- What to produce:
Can you rewrite every line of the data below unchanged, except with each x and y coordinate reduced by 36?

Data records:
────────
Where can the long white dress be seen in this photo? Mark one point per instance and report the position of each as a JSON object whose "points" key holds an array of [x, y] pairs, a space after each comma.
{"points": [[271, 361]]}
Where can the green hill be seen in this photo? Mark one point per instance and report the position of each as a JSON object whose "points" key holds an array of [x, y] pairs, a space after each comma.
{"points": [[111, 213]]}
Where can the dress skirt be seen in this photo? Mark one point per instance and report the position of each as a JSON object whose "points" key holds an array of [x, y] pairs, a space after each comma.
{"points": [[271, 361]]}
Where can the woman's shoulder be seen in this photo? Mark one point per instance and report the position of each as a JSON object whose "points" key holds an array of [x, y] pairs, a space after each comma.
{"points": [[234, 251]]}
────────
- Response to this exercise:
Where can the long white dress be seen in this photo? Mark one point per instance and report the position of each as a JSON object whose "points" key holds an array of [x, y] pairs, a space after each comma.
{"points": [[235, 325]]}
Where can the green hill be seen in this photo? Mark one point per instance and report the position of each as a JSON object whose "points" key holds an array of [x, y] pairs, a space after each comma.
{"points": [[75, 177]]}
Where can the dress skirt be seen in this photo? Mark one point per instance and report the position of each as a JSON object whose "points" key holds an array of [x, y] pairs, a space after each comma.
{"points": [[235, 325]]}
Where can the woman's shoulder be seen in this photo? Mark one point per instance and report the position of each as a JSON object whose "points" key holds an array of [x, y] pairs, a space after each comma.
{"points": [[198, 215]]}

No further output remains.